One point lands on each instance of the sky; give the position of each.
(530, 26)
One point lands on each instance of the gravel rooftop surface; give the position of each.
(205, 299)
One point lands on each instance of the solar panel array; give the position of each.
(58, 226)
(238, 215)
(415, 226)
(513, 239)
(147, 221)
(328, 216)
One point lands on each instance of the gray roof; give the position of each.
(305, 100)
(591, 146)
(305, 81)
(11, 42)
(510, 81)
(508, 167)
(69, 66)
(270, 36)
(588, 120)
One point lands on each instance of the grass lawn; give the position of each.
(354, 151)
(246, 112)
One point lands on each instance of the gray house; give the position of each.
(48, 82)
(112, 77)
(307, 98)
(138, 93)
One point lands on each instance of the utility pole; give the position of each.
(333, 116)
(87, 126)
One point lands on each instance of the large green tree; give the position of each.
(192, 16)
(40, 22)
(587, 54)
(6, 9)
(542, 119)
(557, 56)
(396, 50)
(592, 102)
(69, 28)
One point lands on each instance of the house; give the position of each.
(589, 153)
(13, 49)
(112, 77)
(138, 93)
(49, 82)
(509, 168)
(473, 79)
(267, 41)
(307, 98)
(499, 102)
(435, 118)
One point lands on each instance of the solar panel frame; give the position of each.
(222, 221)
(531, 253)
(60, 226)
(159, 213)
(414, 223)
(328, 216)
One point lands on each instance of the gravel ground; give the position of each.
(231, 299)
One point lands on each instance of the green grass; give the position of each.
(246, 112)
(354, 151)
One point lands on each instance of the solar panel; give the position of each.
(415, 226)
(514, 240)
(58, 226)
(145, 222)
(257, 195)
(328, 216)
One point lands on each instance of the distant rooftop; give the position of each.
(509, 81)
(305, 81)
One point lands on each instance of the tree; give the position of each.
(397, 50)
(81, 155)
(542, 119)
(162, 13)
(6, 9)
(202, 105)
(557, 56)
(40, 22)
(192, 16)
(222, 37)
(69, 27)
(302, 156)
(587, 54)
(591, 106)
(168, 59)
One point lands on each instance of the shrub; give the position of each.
===============
Exercise:
All of the records above should be given again exactly as written.

Written solution:
One point lands on each instance of the sky; give the position of each.
(530, 26)
One point lands on each instance of the gravel rooftop surface; give the position of each.
(205, 299)
One point lands on each instance of the solar panel array; give the position of each.
(58, 226)
(238, 215)
(415, 226)
(513, 239)
(147, 221)
(328, 216)
One point lands on each instance of the gray roof; give the position of each.
(305, 100)
(591, 146)
(305, 81)
(11, 42)
(510, 81)
(508, 167)
(69, 66)
(270, 36)
(588, 120)
One point lands on each instance of the grass lawn; give the position of each.
(354, 151)
(246, 112)
One point lands on each instance of the gray house; give the position of each.
(48, 82)
(112, 77)
(307, 98)
(138, 93)
One point lands on each instance of the utility pole; give the position of each.
(333, 116)
(87, 126)
One point lands on each instance of the large green tree; give the position of each.
(192, 16)
(40, 22)
(587, 54)
(6, 9)
(542, 119)
(557, 56)
(396, 50)
(592, 102)
(69, 28)
One point lands on each instance of the house; give the position of each.
(589, 153)
(13, 49)
(112, 77)
(138, 93)
(49, 82)
(509, 168)
(473, 79)
(267, 41)
(307, 98)
(499, 102)
(435, 118)
One point lands on each instance of the solar panel frame; give the position of each.
(222, 221)
(531, 253)
(60, 226)
(159, 213)
(414, 223)
(328, 216)
One point lands on each instance of the gravel ground; give the position of each.
(231, 299)
One point lands on each instance of the green grass; give the position of each.
(246, 112)
(354, 151)
One point lands on each instance of the solar panel; give the position of each.
(415, 226)
(514, 240)
(58, 226)
(145, 222)
(257, 195)
(328, 216)
One point lands on each instance of the distant rooftop; give the position of each.
(509, 81)
(305, 81)
One point lands on each instance of the tree; give the position of each.
(397, 50)
(81, 155)
(542, 119)
(162, 13)
(6, 9)
(202, 105)
(557, 56)
(40, 22)
(192, 16)
(222, 37)
(69, 27)
(302, 156)
(587, 54)
(591, 106)
(168, 59)
One point lands on each instance of the shrub; give the position of each.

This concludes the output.